Named object pointing entries
◆ ◆ ◆ ◆ ◆

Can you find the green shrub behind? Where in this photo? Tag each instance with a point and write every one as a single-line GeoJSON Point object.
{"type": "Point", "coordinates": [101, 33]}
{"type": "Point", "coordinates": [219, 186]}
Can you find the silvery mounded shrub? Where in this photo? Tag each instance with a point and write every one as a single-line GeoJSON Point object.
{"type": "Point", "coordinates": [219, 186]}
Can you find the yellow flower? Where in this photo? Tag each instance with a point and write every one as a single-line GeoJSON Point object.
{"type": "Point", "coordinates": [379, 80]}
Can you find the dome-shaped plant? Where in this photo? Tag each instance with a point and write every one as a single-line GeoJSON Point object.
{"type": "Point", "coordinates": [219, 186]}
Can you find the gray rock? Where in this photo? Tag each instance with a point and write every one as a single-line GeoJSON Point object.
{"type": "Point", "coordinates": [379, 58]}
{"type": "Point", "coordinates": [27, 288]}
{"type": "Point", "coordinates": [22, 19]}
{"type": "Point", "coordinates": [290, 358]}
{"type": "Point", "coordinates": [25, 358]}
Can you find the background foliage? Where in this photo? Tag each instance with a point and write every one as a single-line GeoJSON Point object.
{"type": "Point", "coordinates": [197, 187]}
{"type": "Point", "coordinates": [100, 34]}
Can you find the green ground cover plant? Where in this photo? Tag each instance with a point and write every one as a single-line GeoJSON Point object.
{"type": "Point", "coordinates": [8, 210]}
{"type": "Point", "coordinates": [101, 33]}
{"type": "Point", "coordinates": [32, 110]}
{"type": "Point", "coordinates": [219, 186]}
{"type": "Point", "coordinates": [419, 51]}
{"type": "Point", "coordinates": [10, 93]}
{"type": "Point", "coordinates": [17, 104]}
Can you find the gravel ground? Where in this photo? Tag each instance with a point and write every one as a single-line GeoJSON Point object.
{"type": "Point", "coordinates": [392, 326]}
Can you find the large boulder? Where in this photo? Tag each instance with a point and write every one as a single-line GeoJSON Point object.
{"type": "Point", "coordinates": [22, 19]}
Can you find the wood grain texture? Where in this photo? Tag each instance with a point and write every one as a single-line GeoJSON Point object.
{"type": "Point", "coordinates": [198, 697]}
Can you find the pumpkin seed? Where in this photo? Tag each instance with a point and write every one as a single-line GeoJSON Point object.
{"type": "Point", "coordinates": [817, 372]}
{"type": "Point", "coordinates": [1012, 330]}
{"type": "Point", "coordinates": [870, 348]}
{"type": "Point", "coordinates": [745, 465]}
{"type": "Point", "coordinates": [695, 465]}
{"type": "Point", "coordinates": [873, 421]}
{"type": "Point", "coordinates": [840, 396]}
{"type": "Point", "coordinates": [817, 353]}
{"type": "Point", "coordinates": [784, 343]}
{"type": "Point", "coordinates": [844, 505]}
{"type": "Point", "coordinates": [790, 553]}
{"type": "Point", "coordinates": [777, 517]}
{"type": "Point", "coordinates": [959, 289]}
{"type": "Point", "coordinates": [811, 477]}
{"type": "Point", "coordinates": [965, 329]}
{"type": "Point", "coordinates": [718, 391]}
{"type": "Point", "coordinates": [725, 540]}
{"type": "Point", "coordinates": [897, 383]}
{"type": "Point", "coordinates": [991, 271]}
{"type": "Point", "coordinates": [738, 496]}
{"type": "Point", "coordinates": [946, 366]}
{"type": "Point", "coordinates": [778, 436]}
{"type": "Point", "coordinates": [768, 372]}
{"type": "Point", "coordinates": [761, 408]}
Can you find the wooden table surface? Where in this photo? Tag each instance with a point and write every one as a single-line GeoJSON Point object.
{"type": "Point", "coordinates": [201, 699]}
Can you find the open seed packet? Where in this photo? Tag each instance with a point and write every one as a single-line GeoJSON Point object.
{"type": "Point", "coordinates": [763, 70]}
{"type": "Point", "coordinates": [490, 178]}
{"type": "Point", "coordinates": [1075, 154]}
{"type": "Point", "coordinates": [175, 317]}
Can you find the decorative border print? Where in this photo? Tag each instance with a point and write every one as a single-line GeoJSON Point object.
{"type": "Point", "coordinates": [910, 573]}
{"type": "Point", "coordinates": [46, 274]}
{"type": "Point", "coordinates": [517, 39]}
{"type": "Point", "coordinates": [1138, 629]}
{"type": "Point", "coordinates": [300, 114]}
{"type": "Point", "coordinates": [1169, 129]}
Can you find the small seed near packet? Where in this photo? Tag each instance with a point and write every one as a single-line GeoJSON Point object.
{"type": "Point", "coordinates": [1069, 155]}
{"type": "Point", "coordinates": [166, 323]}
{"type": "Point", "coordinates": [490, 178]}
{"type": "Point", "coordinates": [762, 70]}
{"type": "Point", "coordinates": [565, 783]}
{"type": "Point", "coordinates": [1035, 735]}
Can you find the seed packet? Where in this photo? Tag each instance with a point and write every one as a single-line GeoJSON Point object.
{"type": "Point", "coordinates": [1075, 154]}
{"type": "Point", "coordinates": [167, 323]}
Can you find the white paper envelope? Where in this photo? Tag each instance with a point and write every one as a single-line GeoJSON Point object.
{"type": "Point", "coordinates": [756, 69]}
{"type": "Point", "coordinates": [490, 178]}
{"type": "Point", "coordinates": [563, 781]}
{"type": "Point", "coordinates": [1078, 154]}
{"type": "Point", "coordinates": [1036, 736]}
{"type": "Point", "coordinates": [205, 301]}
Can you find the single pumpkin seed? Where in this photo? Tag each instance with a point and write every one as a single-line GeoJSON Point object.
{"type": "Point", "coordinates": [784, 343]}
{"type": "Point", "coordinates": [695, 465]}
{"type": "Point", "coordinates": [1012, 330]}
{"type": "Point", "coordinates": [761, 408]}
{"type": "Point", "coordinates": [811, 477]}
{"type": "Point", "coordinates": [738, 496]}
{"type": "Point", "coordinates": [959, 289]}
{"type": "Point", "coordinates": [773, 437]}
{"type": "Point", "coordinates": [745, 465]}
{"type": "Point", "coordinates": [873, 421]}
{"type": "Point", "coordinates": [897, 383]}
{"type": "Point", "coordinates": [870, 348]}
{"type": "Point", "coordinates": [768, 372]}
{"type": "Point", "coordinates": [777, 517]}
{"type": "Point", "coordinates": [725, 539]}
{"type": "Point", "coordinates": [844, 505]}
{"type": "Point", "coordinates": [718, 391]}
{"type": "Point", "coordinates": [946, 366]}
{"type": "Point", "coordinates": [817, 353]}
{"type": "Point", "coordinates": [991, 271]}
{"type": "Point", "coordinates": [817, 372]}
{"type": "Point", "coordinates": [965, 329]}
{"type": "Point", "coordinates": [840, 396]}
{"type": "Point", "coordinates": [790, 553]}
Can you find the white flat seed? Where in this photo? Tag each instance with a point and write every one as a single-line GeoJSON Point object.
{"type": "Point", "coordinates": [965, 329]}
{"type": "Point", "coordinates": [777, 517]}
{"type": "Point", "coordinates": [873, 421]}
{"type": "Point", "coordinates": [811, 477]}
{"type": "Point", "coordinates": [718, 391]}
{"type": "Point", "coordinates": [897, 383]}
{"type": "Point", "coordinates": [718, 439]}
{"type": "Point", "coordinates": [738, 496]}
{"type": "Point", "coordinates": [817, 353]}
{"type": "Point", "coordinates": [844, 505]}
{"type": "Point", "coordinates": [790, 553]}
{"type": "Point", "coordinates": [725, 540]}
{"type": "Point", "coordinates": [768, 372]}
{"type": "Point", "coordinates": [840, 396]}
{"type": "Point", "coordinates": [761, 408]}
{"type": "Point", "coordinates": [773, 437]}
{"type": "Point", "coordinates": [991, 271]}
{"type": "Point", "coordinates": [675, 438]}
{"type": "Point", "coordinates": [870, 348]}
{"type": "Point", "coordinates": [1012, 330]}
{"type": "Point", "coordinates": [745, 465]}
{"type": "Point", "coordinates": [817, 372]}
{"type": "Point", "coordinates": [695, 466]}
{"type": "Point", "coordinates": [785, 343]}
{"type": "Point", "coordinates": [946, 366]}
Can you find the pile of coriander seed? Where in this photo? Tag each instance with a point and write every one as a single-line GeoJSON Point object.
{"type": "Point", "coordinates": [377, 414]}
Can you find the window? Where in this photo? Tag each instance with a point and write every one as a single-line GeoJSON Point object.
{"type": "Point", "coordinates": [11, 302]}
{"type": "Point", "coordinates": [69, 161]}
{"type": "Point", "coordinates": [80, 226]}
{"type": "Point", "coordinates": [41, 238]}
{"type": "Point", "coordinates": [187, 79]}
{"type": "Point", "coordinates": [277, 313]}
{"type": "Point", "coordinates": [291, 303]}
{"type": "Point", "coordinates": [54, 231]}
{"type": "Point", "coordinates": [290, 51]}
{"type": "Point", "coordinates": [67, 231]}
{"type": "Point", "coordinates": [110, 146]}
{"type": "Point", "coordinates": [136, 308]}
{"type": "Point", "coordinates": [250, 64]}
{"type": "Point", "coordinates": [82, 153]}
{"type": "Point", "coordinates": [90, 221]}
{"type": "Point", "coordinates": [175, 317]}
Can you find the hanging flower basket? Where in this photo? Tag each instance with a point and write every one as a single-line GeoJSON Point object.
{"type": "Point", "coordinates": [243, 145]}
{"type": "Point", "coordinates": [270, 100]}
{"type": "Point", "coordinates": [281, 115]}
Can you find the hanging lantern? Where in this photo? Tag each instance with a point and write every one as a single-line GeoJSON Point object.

◆ ◆ ◆ ◆ ◆

▶ **What you should do**: Return exactly, and only, the line containing "Can you find the hanging flower" and every line after it through the end of the material.

▶ **Exercise result**:
Can you find the hanging flower basket? Where in this photo? Tag each instance with a point and write every one as a single-line GeoJSON Point object.
{"type": "Point", "coordinates": [243, 145]}
{"type": "Point", "coordinates": [270, 100]}
{"type": "Point", "coordinates": [281, 115]}
Can you find the hanging lantern? Where in this photo? Tag each instance with a point and write every one as a single-line GeoJSON Point object.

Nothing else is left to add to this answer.